:: Instructions for the task ::
Can you render the lines of the material below as a JSON list of strings, one string per line and no blank lines, starting at the line that contains "of the eye in" and ending at the final line of the material?

:: Record extracts ::
-- Begin --
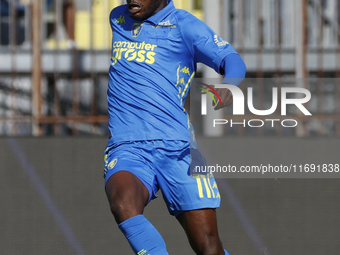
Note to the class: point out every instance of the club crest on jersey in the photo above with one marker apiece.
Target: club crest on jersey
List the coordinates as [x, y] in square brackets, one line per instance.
[136, 29]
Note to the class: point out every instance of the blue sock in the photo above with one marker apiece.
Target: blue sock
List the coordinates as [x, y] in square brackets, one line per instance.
[143, 237]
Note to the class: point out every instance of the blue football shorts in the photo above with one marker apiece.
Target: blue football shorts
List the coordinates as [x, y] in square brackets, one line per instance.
[164, 165]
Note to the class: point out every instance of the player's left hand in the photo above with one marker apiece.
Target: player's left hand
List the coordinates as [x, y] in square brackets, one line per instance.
[226, 98]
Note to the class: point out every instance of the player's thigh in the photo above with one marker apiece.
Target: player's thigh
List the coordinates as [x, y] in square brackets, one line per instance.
[181, 190]
[201, 229]
[126, 194]
[129, 181]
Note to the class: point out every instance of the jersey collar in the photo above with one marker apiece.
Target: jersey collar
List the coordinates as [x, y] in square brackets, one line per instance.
[159, 16]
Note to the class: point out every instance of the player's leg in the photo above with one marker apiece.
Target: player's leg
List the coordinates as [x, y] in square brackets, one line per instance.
[187, 197]
[201, 229]
[128, 193]
[128, 196]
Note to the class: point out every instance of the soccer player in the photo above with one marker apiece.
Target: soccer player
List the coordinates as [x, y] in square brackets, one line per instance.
[155, 49]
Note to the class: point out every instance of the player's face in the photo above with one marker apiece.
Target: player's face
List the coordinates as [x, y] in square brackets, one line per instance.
[143, 9]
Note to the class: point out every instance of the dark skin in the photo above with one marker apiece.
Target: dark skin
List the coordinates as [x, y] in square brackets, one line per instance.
[128, 196]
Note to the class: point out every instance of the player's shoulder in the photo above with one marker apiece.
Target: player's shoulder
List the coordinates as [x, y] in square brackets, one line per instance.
[119, 12]
[185, 17]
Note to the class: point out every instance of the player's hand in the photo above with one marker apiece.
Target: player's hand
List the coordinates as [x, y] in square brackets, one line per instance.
[226, 98]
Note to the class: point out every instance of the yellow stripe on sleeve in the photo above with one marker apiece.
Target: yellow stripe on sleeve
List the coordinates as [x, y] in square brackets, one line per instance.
[200, 188]
[206, 186]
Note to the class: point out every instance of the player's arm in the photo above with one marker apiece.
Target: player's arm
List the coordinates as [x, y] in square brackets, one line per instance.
[234, 70]
[208, 48]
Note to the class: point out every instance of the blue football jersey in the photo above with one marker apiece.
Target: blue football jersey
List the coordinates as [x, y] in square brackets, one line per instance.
[152, 67]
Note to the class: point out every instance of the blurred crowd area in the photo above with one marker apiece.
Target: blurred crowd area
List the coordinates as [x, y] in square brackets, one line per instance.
[75, 57]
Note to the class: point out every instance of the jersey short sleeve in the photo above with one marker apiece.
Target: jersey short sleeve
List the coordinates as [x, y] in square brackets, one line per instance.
[204, 44]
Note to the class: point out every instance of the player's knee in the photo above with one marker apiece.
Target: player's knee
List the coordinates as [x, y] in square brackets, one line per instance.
[211, 246]
[123, 210]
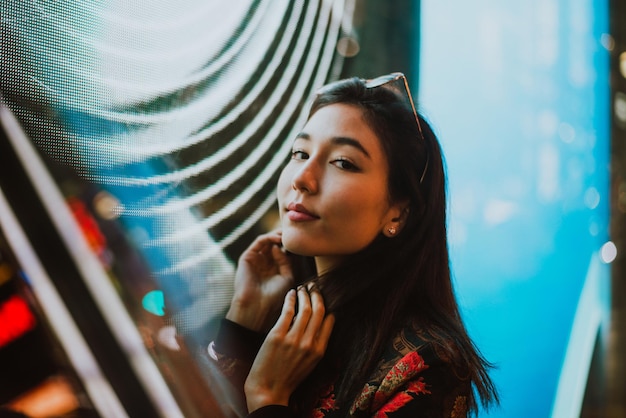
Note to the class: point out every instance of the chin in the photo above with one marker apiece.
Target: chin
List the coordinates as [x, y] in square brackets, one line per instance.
[296, 243]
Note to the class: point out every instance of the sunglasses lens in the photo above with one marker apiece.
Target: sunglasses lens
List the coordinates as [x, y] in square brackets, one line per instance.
[382, 80]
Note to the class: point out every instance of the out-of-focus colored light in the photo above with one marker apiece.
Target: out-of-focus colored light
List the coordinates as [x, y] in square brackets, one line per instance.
[16, 319]
[620, 107]
[154, 302]
[608, 252]
[107, 206]
[607, 41]
[592, 198]
[348, 46]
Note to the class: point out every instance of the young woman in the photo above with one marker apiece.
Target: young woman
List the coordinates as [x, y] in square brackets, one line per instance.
[349, 309]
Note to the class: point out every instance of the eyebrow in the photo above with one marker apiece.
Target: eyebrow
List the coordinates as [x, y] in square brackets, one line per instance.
[340, 140]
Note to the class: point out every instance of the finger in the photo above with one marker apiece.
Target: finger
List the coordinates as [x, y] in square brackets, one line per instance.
[318, 311]
[287, 313]
[264, 241]
[304, 312]
[282, 261]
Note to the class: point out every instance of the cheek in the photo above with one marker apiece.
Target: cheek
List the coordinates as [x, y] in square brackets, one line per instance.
[283, 186]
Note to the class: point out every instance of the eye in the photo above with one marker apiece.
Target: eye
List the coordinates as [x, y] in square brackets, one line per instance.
-- End --
:: Solution for this problem ::
[
  "Note to the class: point out every instance of the eye in the photo above with one marker apiece.",
  "Target: eye",
  "List the coordinates as [x, y] in square brackets, one line per instance."
]